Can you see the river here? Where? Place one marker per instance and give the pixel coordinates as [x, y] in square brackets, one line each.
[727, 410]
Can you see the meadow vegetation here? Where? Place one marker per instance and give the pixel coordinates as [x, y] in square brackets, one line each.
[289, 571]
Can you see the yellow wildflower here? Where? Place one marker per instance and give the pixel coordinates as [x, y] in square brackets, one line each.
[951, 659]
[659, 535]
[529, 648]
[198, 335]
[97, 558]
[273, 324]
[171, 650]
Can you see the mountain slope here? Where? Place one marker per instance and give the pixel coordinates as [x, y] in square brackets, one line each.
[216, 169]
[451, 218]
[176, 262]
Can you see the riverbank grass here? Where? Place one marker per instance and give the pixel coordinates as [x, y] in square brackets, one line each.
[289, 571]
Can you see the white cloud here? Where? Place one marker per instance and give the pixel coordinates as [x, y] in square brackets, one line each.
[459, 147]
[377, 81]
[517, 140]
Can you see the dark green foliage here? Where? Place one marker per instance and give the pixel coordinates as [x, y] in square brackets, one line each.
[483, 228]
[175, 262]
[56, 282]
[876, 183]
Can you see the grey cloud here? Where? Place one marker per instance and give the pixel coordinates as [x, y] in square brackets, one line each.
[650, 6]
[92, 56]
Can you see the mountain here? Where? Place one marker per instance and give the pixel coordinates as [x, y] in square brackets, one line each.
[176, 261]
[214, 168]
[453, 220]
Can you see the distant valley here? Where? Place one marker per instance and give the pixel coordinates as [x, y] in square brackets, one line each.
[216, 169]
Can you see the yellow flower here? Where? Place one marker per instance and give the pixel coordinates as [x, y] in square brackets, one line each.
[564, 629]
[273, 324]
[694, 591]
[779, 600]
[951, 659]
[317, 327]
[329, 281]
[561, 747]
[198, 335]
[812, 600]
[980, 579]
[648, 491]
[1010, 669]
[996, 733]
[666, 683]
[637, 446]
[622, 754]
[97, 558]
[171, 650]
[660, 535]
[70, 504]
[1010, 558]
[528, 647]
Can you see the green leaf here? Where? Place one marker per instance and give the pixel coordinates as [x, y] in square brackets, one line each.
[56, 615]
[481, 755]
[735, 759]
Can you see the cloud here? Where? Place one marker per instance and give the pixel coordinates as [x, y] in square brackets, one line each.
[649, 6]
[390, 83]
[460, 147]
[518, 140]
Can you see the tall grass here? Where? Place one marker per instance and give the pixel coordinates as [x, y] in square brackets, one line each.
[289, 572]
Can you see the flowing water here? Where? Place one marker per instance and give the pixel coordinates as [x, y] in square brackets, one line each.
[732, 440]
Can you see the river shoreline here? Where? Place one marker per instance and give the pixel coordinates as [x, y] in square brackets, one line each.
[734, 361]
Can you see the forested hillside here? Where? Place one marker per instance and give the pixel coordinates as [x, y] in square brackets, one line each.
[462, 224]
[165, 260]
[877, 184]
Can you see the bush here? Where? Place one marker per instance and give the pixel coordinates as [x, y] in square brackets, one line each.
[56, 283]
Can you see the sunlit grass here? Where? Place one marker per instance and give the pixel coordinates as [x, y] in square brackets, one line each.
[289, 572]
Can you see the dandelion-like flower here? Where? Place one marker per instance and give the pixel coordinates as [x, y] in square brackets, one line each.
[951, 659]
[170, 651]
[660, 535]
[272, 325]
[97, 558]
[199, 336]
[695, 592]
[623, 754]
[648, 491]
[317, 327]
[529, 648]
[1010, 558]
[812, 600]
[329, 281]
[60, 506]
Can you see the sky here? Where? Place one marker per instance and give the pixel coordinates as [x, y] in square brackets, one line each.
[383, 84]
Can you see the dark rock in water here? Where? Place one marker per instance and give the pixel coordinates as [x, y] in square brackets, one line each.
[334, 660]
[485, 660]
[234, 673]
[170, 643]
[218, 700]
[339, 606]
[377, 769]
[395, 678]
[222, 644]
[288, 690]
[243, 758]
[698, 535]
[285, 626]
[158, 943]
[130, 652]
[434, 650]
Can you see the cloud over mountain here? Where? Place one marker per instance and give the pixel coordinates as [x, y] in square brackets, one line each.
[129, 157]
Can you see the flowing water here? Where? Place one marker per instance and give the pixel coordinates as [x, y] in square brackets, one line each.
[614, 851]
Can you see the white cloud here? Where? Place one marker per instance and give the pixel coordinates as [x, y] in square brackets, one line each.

● ● ● ● ● ● ●

WHAT TO WORK ON: Print all of the rows above word for word, in the same order.

RESPONSE TO THIS EXERCISE:
Can you see the river here? Where? Place one marker per instance and give the pixel coordinates as [x, y] in square brackets, one line each.
[727, 410]
Can you see the meadow vegetation here? Where? Place one marker per instance and give the pixel coordinates as [x, y] in square brackets, one line each.
[289, 571]
Can you see the yellow wildflower here? Where? Place one marker per instance and give the pixel coordinates as [x, y] in square brackets, one line each.
[951, 659]
[659, 535]
[529, 648]
[198, 335]
[97, 558]
[273, 324]
[171, 650]
Can you see the mountain slope here? Where? Place one marker per instance and give the pixel coordinates as [x, y] in square brackets, one line each.
[216, 169]
[451, 218]
[176, 262]
Can you see the riverbank grass here? Where? Place one marker per instance and give the pixel coordinates as [x, y] in square brackets, one line each.
[289, 571]
Can you see the white cloud here? Where? Place one marker per instance and give the pixel coordinates as [x, y] in square brackets, one line each.
[459, 147]
[377, 81]
[517, 140]
Can you see the dark green foliage here? Where? Place one marker per instance and give the pixel coordinates as [x, y] in square brackets, one line each.
[483, 228]
[175, 262]
[56, 282]
[876, 183]
Can you see the grey cloud here? Where? Place one marker per instance and give the pixel coordinates as [x, y] in square brackets, one line each.
[650, 6]
[92, 56]
Can you see the mountain here? Where? Place one marker per instance and give the pixel coordinates as [x, y] in square brackets, one line each.
[176, 261]
[214, 168]
[453, 220]
Can you see the distant valley here? Where? Place one marker per instance and give the pixel coordinates as [x, y] in square brackets, one line each.
[216, 169]
Can you see the yellow flower here? Where? Place one marker per instance and give the pixel coordinates as [x, y] in square brackets, one line each.
[564, 629]
[273, 324]
[694, 591]
[779, 600]
[951, 659]
[317, 327]
[329, 281]
[561, 747]
[198, 335]
[812, 600]
[980, 579]
[648, 491]
[1010, 669]
[996, 733]
[666, 683]
[637, 446]
[622, 754]
[97, 558]
[171, 650]
[660, 535]
[70, 504]
[1010, 558]
[528, 647]
Can you see the green leaf here? Where? Place one marker per instance and give the pixel coordinates as [x, y] in square brackets, one line each.
[56, 615]
[481, 755]
[735, 759]
Can you see the cloud here? Where? Place one marker per instance and give the pixel coordinates as [x, y] in square brackets, one line each.
[649, 6]
[390, 83]
[460, 147]
[518, 140]
Can you see the tall grass here? Where? Place one marker per instance and give the pixel coordinates as [x, y] in square brackets, one line each.
[289, 572]
Can you see the flowing water here? Where? Place one marker per instance and give the pixel coordinates as [x, y] in square brackets, one line each.
[732, 440]
Can you see the river shoreline here? Where? Place one marker per instance and give the pixel coordinates as [x, y] in square brackets, one line each.
[734, 361]
Can you see the forested hillside here? Where? Place one marker per instance and give the pixel coordinates as [x, y] in square brackets, one line each.
[462, 224]
[165, 260]
[877, 184]
Can you see the bush here? Where? Place one marker per instance and give the pixel coordinates as [x, y] in square brackets, one line each.
[56, 283]
Can you see the sunlit grass here? Where? Place one marker per instance and give the pixel coordinates as [x, y] in square brackets, one line each.
[289, 572]
Can you see the dandelion-like flower here? Where? Place one marker per instance and give the pixel coordinates as [x, y] in square brackets, one line each.
[951, 659]
[170, 651]
[660, 535]
[272, 325]
[97, 558]
[199, 336]
[695, 592]
[623, 754]
[648, 491]
[317, 327]
[529, 648]
[1010, 558]
[812, 600]
[329, 281]
[60, 506]
Can you see the sky here? Where? Place one marker per instance and give the pixel coordinates as [x, y] in square brackets, one line each.
[383, 84]
Can you see the dark rock in water here? Where? Place one marker per instance and give the pixel coordinates as [x, y] in square brackets, one line each.
[334, 660]
[485, 660]
[234, 673]
[170, 643]
[218, 700]
[339, 606]
[377, 769]
[395, 678]
[222, 644]
[288, 690]
[243, 758]
[698, 535]
[285, 626]
[158, 943]
[130, 652]
[434, 650]
Can you see the cloud over mountain here? Where? Place one marker per instance and give the pixel coordinates as [x, y] in square brackets, one line each.
[129, 157]
Can you see the flowing water here? Where? Place one marker per instance and give the pixel coordinates as [x, y] in square brackets, one line each.
[614, 851]
Can you see the white cloud here? Where? Place one marker per instance and give the pixel coordinates as [x, y] in square brackets, one line each.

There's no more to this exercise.